__RECORDED DATA__
* begin *
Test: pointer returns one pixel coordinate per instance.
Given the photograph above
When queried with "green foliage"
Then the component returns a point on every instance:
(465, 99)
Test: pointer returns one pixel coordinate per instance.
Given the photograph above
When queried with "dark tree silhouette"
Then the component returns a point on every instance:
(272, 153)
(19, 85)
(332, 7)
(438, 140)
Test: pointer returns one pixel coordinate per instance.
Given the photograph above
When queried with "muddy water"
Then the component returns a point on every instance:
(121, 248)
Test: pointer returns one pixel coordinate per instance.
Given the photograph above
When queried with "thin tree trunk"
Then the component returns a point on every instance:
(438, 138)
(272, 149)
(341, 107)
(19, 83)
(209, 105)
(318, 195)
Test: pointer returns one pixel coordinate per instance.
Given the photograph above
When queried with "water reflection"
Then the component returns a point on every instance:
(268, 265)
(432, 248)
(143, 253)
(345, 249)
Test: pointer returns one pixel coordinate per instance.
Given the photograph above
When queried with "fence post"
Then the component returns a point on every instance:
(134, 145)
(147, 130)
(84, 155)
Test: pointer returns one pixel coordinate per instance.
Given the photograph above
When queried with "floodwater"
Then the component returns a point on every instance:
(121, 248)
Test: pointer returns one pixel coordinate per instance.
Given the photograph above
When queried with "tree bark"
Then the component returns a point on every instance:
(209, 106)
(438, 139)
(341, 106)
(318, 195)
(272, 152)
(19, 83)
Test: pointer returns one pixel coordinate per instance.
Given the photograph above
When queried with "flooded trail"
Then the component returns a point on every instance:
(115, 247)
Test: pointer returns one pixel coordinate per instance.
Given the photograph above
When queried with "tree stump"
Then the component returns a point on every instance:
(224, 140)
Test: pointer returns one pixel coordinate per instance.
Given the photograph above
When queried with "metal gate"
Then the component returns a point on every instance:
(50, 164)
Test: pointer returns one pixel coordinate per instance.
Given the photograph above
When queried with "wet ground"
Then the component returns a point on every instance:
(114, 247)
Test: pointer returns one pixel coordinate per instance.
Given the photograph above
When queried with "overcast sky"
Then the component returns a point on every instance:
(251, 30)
* end *
Pull out every line of the records above that contains the word "tree", and list those lines.

__RESPONSE__
When queried with "dark tree silhouette"
When queried with "thin tree trunk"
When queried with "tree bark"
When queried with "tree stump"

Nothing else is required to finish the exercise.